**EXERCISE DESCRIPTION**
Reproduce the records starting at the line containing "the frog's front" and ending at the line containing "Query: frog's front leg", changing "front leg" to "hind leg" and keeping everything else the same.

Named object pointing records

━━━━━━━━━━

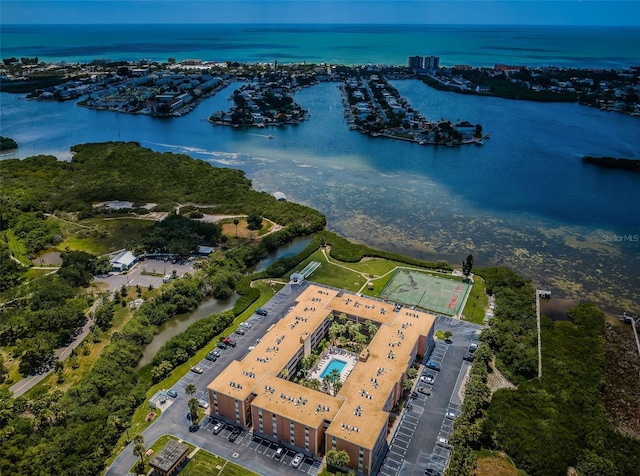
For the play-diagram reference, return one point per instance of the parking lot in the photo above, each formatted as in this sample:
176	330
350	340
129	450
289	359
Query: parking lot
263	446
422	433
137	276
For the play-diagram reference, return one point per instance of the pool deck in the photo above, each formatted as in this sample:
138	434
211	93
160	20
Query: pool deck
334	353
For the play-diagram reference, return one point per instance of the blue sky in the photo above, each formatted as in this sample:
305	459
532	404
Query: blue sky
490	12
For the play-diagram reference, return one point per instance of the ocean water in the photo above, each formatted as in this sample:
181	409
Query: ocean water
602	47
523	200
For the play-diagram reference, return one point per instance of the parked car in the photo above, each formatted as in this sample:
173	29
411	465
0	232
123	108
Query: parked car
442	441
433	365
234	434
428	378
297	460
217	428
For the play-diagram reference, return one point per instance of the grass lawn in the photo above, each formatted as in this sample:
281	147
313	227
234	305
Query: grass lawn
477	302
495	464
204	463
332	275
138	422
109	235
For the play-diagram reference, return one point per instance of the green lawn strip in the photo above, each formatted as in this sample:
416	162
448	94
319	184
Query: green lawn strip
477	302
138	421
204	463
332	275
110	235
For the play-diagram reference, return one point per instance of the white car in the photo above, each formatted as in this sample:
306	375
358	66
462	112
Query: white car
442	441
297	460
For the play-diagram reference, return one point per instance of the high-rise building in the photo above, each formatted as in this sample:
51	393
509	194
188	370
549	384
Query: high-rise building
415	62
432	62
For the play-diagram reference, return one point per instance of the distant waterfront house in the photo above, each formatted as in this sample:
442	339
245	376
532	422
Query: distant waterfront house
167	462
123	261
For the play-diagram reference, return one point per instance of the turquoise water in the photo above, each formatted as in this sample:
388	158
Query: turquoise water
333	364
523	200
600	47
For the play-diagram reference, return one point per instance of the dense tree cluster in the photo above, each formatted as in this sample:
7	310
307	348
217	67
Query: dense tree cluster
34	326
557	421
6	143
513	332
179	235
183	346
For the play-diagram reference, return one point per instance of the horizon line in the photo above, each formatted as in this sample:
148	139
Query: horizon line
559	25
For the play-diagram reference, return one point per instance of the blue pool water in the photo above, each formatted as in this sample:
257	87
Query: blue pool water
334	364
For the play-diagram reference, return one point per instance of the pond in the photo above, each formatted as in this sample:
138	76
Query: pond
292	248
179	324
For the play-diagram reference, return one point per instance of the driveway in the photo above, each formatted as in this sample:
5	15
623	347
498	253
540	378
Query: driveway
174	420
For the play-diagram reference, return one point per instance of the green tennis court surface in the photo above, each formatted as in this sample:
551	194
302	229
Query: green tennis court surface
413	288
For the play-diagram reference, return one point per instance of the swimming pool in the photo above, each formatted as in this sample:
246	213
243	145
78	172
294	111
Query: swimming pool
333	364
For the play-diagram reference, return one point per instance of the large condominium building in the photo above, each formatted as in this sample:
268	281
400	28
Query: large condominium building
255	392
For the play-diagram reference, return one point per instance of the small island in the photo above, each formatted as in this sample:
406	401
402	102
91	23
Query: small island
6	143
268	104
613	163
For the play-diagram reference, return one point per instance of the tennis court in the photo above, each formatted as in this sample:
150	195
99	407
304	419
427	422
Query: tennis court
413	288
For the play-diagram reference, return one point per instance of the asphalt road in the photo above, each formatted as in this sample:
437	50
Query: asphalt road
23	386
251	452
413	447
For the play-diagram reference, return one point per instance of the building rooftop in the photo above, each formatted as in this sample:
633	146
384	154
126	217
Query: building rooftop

━━━━━━━━━━

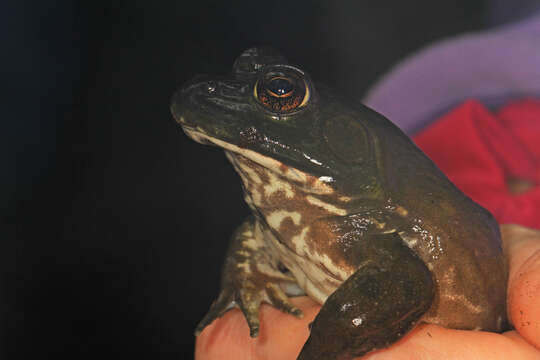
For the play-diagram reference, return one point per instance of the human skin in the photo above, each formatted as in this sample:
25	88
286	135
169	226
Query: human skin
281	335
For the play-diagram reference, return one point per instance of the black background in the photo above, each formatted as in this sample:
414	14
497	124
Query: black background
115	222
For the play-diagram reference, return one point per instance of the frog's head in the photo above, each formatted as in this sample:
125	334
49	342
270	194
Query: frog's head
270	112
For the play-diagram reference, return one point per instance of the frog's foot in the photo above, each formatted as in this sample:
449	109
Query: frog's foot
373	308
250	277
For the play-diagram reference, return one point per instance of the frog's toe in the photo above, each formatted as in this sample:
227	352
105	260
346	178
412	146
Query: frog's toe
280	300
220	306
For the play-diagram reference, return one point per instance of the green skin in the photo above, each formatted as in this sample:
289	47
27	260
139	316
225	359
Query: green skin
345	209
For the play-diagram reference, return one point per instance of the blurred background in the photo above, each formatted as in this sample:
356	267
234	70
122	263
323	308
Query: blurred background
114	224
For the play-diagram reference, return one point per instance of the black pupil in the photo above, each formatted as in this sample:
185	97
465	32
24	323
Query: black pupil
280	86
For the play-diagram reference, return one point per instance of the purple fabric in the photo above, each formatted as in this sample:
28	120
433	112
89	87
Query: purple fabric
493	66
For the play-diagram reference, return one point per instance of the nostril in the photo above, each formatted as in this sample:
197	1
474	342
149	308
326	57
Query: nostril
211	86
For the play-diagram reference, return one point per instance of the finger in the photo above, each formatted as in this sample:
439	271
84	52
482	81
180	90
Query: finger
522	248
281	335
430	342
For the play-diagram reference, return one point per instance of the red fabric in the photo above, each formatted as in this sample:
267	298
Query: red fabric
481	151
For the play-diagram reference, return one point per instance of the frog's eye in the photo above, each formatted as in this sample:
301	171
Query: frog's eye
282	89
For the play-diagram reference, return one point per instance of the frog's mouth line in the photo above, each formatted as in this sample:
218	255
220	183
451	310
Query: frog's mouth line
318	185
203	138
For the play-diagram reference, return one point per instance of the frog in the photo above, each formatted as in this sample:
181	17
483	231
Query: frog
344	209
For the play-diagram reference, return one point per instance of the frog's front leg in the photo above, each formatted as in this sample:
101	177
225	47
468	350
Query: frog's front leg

━━━━━━━━━━

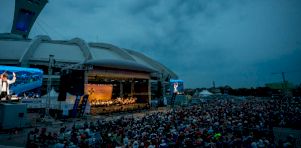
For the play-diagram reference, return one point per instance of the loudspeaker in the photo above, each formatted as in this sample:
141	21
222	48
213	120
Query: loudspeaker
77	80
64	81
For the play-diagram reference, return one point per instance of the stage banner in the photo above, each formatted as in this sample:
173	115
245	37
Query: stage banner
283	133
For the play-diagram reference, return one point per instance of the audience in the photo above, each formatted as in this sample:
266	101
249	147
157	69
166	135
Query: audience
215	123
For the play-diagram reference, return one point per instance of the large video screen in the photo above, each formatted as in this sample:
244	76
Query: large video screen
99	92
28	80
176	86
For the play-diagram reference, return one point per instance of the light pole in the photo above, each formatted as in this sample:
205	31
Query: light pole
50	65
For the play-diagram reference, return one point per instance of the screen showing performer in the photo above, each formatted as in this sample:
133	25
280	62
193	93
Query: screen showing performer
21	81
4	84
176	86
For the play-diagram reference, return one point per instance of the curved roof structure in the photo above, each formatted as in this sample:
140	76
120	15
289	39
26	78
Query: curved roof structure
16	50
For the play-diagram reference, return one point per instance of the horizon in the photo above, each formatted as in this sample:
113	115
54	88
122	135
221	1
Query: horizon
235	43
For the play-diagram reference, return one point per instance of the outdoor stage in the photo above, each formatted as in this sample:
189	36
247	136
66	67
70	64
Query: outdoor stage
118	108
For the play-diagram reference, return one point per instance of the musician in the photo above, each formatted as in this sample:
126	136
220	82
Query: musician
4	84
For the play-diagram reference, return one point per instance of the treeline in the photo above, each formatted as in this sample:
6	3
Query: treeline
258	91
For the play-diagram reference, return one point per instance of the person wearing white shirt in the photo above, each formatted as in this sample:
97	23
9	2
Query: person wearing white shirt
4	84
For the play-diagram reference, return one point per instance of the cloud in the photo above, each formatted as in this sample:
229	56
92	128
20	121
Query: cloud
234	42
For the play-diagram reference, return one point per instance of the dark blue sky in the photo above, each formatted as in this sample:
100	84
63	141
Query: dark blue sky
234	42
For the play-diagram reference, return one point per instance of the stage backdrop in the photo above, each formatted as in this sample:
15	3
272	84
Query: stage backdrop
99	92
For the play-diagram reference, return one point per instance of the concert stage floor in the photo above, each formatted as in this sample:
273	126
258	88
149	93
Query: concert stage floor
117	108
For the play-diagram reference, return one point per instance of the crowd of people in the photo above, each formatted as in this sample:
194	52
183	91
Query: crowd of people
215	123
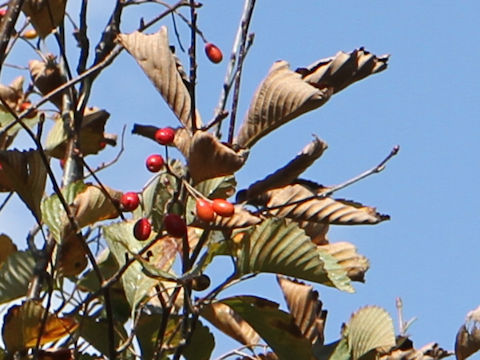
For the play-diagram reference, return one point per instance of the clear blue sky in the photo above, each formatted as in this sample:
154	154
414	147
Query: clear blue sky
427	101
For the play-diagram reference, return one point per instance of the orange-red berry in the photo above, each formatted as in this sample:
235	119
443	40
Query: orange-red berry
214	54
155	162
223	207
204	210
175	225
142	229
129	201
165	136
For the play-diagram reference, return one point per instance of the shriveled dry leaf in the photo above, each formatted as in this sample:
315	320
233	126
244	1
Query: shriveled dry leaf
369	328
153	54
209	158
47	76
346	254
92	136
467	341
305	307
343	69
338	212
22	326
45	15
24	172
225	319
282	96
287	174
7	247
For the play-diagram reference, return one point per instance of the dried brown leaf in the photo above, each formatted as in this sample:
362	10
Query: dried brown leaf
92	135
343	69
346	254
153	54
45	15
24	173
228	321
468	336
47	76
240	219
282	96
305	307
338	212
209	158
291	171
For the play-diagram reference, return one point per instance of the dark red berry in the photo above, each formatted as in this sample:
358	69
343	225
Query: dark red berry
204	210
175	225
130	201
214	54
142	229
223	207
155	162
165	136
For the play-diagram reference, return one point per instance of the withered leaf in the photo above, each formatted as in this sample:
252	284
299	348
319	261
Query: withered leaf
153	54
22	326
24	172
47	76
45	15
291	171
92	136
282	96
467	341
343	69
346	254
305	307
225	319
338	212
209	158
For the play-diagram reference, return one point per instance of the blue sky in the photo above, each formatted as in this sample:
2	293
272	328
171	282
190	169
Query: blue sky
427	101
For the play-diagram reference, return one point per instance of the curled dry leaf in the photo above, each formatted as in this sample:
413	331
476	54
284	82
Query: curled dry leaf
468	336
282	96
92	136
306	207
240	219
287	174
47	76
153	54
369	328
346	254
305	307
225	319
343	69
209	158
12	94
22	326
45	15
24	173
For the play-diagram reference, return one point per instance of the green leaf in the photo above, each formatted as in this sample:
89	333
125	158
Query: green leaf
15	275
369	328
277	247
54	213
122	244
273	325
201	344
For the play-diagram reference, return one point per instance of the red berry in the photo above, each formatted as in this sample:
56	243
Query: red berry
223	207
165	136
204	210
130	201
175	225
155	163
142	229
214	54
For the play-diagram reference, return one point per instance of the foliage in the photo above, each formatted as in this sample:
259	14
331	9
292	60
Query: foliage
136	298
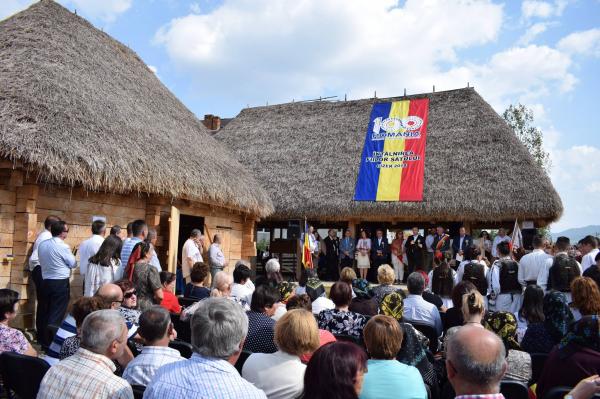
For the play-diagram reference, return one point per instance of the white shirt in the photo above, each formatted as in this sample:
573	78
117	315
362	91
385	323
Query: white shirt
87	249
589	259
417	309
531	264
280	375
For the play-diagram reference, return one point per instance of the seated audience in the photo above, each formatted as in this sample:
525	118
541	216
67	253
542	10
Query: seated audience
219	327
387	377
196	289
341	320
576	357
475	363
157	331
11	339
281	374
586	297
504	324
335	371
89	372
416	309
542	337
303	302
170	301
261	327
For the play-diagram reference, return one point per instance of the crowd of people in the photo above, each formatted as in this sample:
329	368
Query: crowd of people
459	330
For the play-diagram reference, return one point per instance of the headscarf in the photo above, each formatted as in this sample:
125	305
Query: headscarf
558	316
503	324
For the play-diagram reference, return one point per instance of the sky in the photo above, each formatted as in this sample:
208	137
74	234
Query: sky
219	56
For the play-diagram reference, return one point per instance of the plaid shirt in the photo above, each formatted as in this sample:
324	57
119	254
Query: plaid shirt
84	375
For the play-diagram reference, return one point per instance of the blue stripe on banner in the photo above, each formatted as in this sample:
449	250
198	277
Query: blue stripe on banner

━━━━━━━━━━

**SOLUTION TO THIS TASK**
For the play-diagram reference, return one point per instance of the frog's hind leg in the photo above, each formatted as in this sample:
101	177
225	47
468	350
Query: frog's hind leg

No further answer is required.